● **Problem requirements**
Print the whole listing below line for line, without changing a single character.

— begin Extracted material —

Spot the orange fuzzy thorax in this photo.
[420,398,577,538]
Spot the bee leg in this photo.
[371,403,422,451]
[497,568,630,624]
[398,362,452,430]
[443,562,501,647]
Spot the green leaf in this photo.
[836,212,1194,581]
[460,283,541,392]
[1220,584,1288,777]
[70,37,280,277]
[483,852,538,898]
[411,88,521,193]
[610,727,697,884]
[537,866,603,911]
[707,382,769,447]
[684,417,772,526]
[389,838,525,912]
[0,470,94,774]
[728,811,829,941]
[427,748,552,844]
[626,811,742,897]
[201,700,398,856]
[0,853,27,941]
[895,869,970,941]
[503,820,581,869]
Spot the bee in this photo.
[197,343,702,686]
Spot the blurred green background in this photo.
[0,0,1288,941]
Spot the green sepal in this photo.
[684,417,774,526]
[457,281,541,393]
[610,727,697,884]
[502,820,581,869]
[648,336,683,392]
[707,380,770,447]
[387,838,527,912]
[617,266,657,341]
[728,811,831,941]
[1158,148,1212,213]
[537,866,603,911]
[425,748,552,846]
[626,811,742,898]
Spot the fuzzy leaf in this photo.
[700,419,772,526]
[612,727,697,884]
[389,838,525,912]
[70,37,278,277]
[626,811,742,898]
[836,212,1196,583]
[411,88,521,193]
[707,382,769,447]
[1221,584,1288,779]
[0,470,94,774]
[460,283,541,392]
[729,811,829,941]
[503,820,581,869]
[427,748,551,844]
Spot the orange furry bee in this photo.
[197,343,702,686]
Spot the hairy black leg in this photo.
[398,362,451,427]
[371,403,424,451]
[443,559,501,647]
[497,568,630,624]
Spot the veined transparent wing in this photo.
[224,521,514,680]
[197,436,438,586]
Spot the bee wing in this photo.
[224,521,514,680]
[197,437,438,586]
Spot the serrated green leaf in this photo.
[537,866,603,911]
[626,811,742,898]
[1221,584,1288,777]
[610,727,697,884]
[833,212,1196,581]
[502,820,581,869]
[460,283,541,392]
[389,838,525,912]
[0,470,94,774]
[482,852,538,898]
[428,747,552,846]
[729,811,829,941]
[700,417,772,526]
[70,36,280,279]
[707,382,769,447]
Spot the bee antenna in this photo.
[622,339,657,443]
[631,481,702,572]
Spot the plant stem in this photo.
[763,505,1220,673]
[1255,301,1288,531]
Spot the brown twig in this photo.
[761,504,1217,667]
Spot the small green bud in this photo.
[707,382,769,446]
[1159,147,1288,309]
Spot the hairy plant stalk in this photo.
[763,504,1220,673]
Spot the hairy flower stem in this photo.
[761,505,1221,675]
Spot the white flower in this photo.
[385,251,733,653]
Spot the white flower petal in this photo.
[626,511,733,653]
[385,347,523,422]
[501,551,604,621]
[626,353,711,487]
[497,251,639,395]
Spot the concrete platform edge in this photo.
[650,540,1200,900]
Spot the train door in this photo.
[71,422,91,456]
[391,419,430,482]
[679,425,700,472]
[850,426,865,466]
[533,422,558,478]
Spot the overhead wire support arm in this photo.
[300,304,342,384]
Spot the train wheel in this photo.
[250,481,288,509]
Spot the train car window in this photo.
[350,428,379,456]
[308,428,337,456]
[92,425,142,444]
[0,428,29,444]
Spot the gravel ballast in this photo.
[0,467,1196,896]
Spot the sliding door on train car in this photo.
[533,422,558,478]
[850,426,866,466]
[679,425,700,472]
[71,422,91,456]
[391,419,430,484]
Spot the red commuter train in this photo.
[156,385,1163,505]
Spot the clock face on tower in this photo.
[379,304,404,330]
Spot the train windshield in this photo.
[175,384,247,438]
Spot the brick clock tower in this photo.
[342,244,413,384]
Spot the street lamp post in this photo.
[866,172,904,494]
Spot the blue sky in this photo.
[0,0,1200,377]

— end Extracted material —

● **Finished exercise**
Spot the orange fuzzy thorax in this photo.
[420,398,577,538]
Spot the bee leg in this photo.
[371,403,422,451]
[497,568,630,624]
[398,362,452,430]
[443,562,501,647]
Spot the green leaf in this photo.
[836,212,1194,581]
[460,283,541,392]
[1220,584,1288,777]
[70,37,280,277]
[483,852,538,898]
[411,88,521,193]
[610,727,697,884]
[537,866,603,911]
[707,382,769,447]
[684,417,772,526]
[389,838,525,912]
[0,470,94,774]
[728,811,829,941]
[427,748,552,844]
[626,811,742,897]
[201,700,398,856]
[0,853,27,941]
[895,869,970,941]
[503,820,581,869]
Spot the bee in this photo.
[197,343,702,686]
Spot the blurred green background in this photo.
[0,0,1288,941]
Spot the green sepal in this photo.
[684,417,774,526]
[457,281,541,393]
[610,727,697,884]
[502,820,581,869]
[648,336,683,392]
[707,380,770,447]
[387,838,527,912]
[617,266,657,341]
[728,811,831,941]
[1158,148,1212,213]
[537,866,603,911]
[425,748,552,846]
[626,811,742,898]
Spot the fuzzy leaf in this photo.
[700,419,772,526]
[612,727,697,884]
[389,838,525,912]
[70,37,278,277]
[626,811,742,898]
[836,212,1196,583]
[411,88,521,193]
[707,382,769,447]
[1221,584,1288,779]
[0,470,94,774]
[460,283,541,392]
[729,811,829,941]
[503,820,581,869]
[427,748,551,844]
Spot the orange furry bee in this photo.
[197,343,702,686]
Spot the hairy black leg in this photo.
[398,362,451,427]
[371,403,424,451]
[443,559,501,647]
[497,568,630,624]
Spot the veined transparent wing in this photo.
[224,521,514,680]
[197,436,438,586]
Spot the bee wing in this photo.
[224,521,514,680]
[197,437,438,586]
Spot the serrated green leaf in this photo.
[537,866,603,911]
[626,811,742,898]
[1221,584,1288,777]
[610,727,697,884]
[833,212,1196,581]
[502,820,581,869]
[460,283,541,392]
[389,838,525,912]
[0,470,94,774]
[482,852,538,898]
[428,747,552,846]
[729,811,829,941]
[700,417,772,526]
[70,36,280,279]
[707,382,769,447]
Spot the bee antenna in this photo.
[622,339,657,443]
[631,481,702,572]
Spot the plant stem in this photo.
[763,505,1220,673]
[1255,301,1288,531]
Spot the brown twig in this photo.
[761,504,1217,667]
Spot the small green bud in this photo.
[707,382,769,446]
[1159,147,1288,309]
Spot the hairy plant stalk in this photo.
[763,504,1220,673]
Spot the hairy flower stem in this photo.
[761,505,1221,675]
Spot the white flower in this photo.
[385,251,733,653]
Spot the white flower petal in this photo.
[626,511,733,653]
[385,347,523,422]
[501,551,604,621]
[626,353,711,487]
[497,251,639,395]
Spot the concrete platform edge in this photo.
[650,540,1200,900]
Spot the train door in this photo.
[71,422,91,456]
[391,419,430,482]
[679,425,700,472]
[850,426,865,466]
[533,422,558,478]
Spot the overhead wire support arm in this photo.
[300,304,342,384]
Spot the train wheel in this photo.
[250,481,288,509]
Spot the train car window in this photo.
[350,428,379,456]
[308,428,337,456]
[92,425,142,444]
[0,428,29,444]
Spot the gravel ballast in this photo.
[0,467,1196,896]
Spot the sliding door on train car in this photo.
[533,422,558,478]
[850,426,866,466]
[679,425,700,472]
[71,422,91,456]
[391,419,430,484]
Spot the red commuter train in this photo.
[156,385,1163,505]
Spot the clock face on tower in this photo.
[379,304,404,330]
Spot the train windshield in this photo.
[175,384,247,438]
Spot the brick clock tower in this photo.
[342,244,413,384]
Spot the street lamp post in this photo.
[866,172,904,494]
Spot the blue sky in this photo.
[0,0,1200,377]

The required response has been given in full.